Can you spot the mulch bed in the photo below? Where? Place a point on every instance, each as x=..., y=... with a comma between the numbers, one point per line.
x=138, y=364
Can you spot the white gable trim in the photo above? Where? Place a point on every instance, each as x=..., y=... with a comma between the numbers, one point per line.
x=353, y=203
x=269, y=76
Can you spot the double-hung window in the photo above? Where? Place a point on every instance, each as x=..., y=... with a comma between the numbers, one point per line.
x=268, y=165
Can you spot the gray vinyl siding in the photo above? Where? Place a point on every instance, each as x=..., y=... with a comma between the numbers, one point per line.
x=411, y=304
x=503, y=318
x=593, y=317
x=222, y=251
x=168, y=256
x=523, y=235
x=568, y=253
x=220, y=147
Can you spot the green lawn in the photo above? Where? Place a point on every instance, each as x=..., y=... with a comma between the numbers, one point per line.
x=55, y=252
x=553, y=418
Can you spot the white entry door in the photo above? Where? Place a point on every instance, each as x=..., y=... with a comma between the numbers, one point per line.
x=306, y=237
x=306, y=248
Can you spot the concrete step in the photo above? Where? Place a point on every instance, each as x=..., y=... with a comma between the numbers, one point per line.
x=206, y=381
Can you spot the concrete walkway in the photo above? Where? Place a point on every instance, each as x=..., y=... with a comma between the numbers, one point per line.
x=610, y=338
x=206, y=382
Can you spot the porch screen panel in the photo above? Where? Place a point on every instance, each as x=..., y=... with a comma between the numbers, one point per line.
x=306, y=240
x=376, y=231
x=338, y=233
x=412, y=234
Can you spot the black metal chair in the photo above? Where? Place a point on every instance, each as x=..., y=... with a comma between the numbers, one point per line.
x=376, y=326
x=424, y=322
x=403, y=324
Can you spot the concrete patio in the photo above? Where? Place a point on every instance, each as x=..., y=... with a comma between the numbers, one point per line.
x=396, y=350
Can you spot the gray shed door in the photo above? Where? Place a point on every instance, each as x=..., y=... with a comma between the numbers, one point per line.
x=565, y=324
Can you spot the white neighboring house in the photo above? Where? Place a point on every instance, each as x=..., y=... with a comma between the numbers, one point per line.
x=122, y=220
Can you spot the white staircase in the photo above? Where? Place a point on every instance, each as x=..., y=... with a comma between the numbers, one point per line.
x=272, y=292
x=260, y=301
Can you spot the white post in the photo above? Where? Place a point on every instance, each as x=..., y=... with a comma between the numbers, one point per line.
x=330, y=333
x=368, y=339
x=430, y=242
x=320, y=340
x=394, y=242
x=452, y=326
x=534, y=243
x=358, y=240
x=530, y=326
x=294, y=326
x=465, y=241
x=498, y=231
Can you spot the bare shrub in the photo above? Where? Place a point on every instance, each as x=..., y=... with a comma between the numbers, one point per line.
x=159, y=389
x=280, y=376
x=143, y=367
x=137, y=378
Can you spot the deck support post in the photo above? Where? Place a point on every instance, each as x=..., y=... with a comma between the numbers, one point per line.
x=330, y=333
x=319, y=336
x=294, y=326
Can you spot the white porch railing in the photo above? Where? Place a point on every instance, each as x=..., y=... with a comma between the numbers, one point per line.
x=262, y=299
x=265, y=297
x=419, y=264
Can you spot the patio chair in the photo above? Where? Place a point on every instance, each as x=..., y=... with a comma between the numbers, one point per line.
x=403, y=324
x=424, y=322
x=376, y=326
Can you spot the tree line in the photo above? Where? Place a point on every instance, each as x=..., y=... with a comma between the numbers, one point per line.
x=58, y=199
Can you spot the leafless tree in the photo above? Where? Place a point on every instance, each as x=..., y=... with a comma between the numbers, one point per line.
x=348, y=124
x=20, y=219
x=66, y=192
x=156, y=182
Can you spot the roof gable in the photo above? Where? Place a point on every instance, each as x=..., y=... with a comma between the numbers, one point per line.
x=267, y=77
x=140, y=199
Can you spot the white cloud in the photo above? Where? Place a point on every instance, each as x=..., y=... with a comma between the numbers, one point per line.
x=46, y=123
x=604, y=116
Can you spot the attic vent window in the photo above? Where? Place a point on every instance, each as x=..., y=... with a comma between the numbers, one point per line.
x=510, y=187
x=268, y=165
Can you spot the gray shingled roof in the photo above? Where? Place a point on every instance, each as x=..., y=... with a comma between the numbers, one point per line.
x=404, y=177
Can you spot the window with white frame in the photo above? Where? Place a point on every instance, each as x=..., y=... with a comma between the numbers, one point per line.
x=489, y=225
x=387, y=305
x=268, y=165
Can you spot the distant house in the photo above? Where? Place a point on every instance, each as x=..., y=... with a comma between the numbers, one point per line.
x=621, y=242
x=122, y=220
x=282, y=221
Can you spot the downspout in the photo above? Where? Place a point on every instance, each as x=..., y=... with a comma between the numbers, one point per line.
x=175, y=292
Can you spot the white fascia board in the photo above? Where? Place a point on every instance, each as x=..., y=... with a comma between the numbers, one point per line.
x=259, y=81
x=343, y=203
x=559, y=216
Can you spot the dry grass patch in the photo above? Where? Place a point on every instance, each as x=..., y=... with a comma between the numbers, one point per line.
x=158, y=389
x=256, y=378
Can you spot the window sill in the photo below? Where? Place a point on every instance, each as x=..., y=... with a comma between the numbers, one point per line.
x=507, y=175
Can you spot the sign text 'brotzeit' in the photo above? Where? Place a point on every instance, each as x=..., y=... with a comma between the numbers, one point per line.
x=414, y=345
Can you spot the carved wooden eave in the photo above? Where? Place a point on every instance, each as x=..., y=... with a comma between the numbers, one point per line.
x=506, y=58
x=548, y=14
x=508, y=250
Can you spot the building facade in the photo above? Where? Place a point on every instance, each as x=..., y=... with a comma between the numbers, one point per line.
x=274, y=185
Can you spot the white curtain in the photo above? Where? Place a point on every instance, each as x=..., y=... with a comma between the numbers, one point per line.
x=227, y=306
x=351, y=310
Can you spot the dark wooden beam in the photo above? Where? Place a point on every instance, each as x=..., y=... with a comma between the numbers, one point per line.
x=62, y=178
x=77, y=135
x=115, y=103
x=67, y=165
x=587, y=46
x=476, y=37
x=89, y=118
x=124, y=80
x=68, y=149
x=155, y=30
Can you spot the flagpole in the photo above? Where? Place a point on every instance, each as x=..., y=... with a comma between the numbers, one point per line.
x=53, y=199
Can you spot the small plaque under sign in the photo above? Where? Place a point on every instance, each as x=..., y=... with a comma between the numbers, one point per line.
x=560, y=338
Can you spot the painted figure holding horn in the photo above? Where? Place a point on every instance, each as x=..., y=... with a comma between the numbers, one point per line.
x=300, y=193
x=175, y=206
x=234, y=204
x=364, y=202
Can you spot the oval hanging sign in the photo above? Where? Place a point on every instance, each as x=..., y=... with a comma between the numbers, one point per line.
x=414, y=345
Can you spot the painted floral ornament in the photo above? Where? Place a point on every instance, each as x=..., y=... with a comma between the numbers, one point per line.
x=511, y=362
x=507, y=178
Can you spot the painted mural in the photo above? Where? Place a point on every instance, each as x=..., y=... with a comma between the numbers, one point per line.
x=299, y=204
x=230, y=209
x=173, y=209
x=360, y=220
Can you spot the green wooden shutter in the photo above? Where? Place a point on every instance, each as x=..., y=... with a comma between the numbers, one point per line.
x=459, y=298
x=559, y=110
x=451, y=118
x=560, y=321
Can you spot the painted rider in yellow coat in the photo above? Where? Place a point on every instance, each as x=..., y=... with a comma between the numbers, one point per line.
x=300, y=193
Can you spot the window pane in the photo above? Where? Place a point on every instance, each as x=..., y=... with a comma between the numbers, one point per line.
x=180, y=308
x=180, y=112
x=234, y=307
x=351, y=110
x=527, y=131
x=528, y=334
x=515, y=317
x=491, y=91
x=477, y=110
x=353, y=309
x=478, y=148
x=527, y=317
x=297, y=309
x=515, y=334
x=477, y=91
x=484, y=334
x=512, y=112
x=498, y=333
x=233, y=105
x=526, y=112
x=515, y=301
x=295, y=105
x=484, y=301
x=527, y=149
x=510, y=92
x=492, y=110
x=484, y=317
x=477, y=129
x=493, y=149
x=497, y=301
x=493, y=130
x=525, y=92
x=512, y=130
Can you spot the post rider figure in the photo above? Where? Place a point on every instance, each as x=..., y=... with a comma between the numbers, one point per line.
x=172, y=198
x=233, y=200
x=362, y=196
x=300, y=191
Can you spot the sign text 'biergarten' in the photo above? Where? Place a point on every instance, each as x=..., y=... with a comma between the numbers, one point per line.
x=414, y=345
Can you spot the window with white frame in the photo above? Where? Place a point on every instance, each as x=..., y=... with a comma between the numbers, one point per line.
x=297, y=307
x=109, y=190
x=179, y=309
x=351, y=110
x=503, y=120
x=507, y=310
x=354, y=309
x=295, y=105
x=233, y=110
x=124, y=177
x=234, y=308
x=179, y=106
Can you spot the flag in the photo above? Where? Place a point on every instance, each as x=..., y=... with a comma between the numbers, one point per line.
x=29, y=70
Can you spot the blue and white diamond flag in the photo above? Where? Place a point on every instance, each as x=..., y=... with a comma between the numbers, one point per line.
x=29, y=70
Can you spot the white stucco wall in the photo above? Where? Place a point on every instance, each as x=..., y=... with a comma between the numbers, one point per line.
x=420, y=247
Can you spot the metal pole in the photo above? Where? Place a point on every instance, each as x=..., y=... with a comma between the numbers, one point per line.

_ASSIGNMENT_
Could you output exactly the lines from the one containing "Can you spot the blue" to the end of the entries above, both included, and no others?

_EXERCISE RESULT_
Can you spot the blue and white diamond flag in the photo above? Where? Place a point on every instance, each as x=..., y=... with a comma between the numbers, one point per line.
x=29, y=70
Can you spot the white stucco wall in the photo above? Where? Place a point on every instance, each as x=..., y=... with a comma between the numbers, one point per line.
x=420, y=247
Can you spot the metal pole in the photo above? Where? Place a point on every instance, each as x=..., y=... with a comma between the numbers, one point per line.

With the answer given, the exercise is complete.